Put the lines below into a Markdown table with the columns Num and Content, giving each line a row number and leaving out blank lines.

* **Information supplied**:

* * *

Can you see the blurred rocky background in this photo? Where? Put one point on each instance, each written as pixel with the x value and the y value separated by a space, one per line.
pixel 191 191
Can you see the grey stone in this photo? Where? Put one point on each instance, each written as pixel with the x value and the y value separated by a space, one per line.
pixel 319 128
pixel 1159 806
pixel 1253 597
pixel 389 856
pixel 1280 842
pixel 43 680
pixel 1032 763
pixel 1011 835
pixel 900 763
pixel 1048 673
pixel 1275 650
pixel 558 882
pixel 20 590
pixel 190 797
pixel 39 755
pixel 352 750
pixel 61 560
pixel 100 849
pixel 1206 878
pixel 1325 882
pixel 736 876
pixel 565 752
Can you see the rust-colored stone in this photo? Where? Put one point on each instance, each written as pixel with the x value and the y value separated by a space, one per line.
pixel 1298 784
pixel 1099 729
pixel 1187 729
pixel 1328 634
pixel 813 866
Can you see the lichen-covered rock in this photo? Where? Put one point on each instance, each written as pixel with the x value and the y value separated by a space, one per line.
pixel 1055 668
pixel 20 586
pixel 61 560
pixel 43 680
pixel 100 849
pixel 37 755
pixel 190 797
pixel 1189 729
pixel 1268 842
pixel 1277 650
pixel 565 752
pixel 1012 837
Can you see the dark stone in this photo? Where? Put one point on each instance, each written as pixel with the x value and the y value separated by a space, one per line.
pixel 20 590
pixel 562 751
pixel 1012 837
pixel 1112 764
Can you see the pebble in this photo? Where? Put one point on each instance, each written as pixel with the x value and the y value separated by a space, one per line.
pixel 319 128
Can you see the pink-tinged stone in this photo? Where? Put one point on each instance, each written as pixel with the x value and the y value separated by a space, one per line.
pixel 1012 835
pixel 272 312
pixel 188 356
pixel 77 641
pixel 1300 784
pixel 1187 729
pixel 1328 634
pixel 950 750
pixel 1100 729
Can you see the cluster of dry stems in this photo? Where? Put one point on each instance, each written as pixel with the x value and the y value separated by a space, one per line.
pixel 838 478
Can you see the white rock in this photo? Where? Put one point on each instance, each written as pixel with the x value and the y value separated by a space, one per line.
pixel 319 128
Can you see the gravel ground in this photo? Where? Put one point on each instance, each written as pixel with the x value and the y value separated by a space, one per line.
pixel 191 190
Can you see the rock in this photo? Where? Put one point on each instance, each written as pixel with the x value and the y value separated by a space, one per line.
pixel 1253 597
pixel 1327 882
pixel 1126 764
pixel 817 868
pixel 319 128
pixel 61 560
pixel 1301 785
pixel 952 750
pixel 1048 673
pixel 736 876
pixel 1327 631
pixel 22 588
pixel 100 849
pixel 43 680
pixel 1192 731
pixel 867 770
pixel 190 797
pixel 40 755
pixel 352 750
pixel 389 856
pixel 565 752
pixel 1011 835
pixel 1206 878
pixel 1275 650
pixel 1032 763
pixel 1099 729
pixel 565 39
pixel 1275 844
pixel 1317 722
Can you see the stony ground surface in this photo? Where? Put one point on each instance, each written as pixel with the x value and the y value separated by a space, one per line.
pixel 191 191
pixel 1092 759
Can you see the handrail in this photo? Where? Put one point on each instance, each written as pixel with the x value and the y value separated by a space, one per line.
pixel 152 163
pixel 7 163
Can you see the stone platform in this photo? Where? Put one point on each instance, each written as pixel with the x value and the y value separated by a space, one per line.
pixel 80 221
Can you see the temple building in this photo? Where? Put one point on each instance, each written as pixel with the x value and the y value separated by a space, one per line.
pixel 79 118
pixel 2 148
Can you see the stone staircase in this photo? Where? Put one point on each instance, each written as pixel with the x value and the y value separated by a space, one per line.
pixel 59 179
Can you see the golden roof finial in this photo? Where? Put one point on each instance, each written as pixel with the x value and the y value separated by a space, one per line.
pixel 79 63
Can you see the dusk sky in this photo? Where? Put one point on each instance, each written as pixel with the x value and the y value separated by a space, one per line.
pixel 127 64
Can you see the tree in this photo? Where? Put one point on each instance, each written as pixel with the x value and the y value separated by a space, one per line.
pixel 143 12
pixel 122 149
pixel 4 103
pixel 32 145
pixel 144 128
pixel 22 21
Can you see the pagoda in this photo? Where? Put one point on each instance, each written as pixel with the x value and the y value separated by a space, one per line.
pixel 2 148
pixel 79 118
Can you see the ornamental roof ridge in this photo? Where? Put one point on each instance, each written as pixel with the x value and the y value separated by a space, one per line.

* * *

* **Answer in full**:
| Num | Content |
|---|---|
| 1 | Can you see the blurred rocky background in this photo? Where? Put one point on each instance, each written as pixel with the x value and the y value separated by a space, one per line. |
| 2 | pixel 191 191 |
| 3 | Can you see the grey stone in this photo? Where? Put one point on each instance, each written as pixel with the x value and the y value separated by a space, one per line. |
| 4 | pixel 319 128 |
| 5 | pixel 1159 806 |
| 6 | pixel 1253 597 |
| 7 | pixel 389 856 |
| 8 | pixel 1280 842 |
| 9 | pixel 43 680 |
| 10 | pixel 1032 763 |
| 11 | pixel 1011 835 |
| 12 | pixel 900 763 |
| 13 | pixel 1048 673 |
| 14 | pixel 1275 650 |
| 15 | pixel 558 882 |
| 16 | pixel 20 590 |
| 17 | pixel 190 797 |
| 18 | pixel 39 755 |
| 19 | pixel 352 750 |
| 20 | pixel 61 560 |
| 21 | pixel 100 849 |
| 22 | pixel 1206 878 |
| 23 | pixel 1325 882 |
| 24 | pixel 736 876 |
| 25 | pixel 565 752 |
| 26 | Can you see the rust-colored stone in this photo? Where? Put one point on each instance, each written as pixel with the x value and the y value separated by a space, one per line. |
| 27 | pixel 1298 784 |
| 28 | pixel 1099 729 |
| 29 | pixel 1187 729 |
| 30 | pixel 1328 634 |
| 31 | pixel 813 866 |
| 32 | Can you see the lichen-covered rock in this photo? Where? Put one point on each instance, each written as pixel with the x value and the y value separated by a space, one per line. |
| 33 | pixel 1055 668 |
| 34 | pixel 20 586 |
| 35 | pixel 61 560 |
| 36 | pixel 43 680 |
| 37 | pixel 100 849 |
| 38 | pixel 37 755 |
| 39 | pixel 190 797 |
| 40 | pixel 1189 729 |
| 41 | pixel 1268 842 |
| 42 | pixel 1277 650 |
| 43 | pixel 565 752 |
| 44 | pixel 1012 837 |
| 45 | Can you see the dark stone in this photo? Where? Put one point on each instance, each written as pixel with the x value and the y value separated by a space, one per line. |
| 46 | pixel 20 590 |
| 47 | pixel 562 751 |
| 48 | pixel 1012 837 |
| 49 | pixel 1112 764 |
| 50 | Can you see the pebble in this photo? Where? Put one point on each instance, each written as pixel with the x value and the y value separated by a space, one per line. |
| 51 | pixel 319 128 |
| 52 | Can you see the pink-tinged stone in this photo? Where? Put one point on each instance, each written as pixel with the x value and the y value separated by a space, one per line. |
| 53 | pixel 1012 835 |
| 54 | pixel 272 312 |
| 55 | pixel 188 356 |
| 56 | pixel 77 641 |
| 57 | pixel 1300 784 |
| 58 | pixel 1187 729 |
| 59 | pixel 1328 634 |
| 60 | pixel 950 750 |
| 61 | pixel 1100 729 |
| 62 | Can you see the cluster of dry stems in this photo? Where? Put one point on each instance, each written as pixel with the x value and the y value separated by a space, one per line. |
| 63 | pixel 838 478 |
| 64 | Can you see the white rock in this photo? Where? Put one point on each instance, each written as pixel with the x value and the y value separated by a space, one per line. |
| 65 | pixel 319 128 |
| 66 | Can you see the gravel ground in this photo? Where? Put one point on each instance, each written as pixel with the x value and the y value separated by a space, one per line. |
| 67 | pixel 191 190 |
| 68 | Can you see the rock in this photo? Where? Put one point on each instance, each written as pixel with the x value and the y value separated by a space, one per line. |
| 69 | pixel 1253 597 |
| 70 | pixel 1327 882 |
| 71 | pixel 1126 764 |
| 72 | pixel 817 868 |
| 73 | pixel 319 128 |
| 74 | pixel 61 560 |
| 75 | pixel 1301 785 |
| 76 | pixel 952 750 |
| 77 | pixel 1048 673 |
| 78 | pixel 736 876 |
| 79 | pixel 1327 631 |
| 80 | pixel 22 588 |
| 81 | pixel 100 849 |
| 82 | pixel 43 680 |
| 83 | pixel 1192 731 |
| 84 | pixel 867 770 |
| 85 | pixel 190 797 |
| 86 | pixel 40 755 |
| 87 | pixel 352 750 |
| 88 | pixel 389 856 |
| 89 | pixel 565 752 |
| 90 | pixel 1011 835 |
| 91 | pixel 1206 878 |
| 92 | pixel 1275 650 |
| 93 | pixel 1032 763 |
| 94 | pixel 1099 729 |
| 95 | pixel 565 39 |
| 96 | pixel 1275 844 |
| 97 | pixel 1317 722 |
| 98 | Can you see the stony ground surface in this photo? Where? Put one point on each instance, each written as pixel with the x value and the y value separated by a space, one per line. |
| 99 | pixel 191 191 |
| 100 | pixel 1092 759 |
| 101 | Can you see the handrail in this photo? Where? Put one point on each instance, each written as pixel with the x value and the y value separated by a space, one per line. |
| 102 | pixel 152 163 |
| 103 | pixel 7 163 |
| 104 | Can you see the stone platform in this photo? Where? Put one point on each instance, each written as pixel with the x value and the y value separated by a space, one per line. |
| 105 | pixel 80 221 |
| 106 | Can you see the temple building in this photo? Where? Put one point on each instance, each written as pixel with the x value and the y value separated by a space, one per line. |
| 107 | pixel 79 118 |
| 108 | pixel 2 148 |
| 109 | Can you see the stone staircase in this photo? Where? Put one point on each instance, each written as pixel with the x value and the y value separated by a space, one per line. |
| 110 | pixel 59 179 |
| 111 | Can you see the golden roof finial in this photo? Where? Put one point on each instance, each written as pixel with the x value and the y value separated by a space, one per line. |
| 112 | pixel 79 63 |
| 113 | Can you see the dusk sky in this photo? Where? Put one point on each instance, each written as pixel with the x value and the y value separated by a space, one per line. |
| 114 | pixel 127 64 |
| 115 | Can you see the tree in this photo? Where? Put one point on each instance, each written as pixel with the x value and the y value separated by a space, one per line. |
| 116 | pixel 143 12 |
| 117 | pixel 122 149 |
| 118 | pixel 4 103 |
| 119 | pixel 32 145 |
| 120 | pixel 144 128 |
| 121 | pixel 22 21 |
| 122 | Can you see the pagoda in this photo? Where? Put one point on each instance, each written as pixel with the x value and the y value separated by a space, one per line. |
| 123 | pixel 2 148 |
| 124 | pixel 79 118 |
| 125 | Can you see the ornamental roof ridge in this photo? Where? Put one point on each instance, each written as pixel with the x value and the y value separated by a space, one per line. |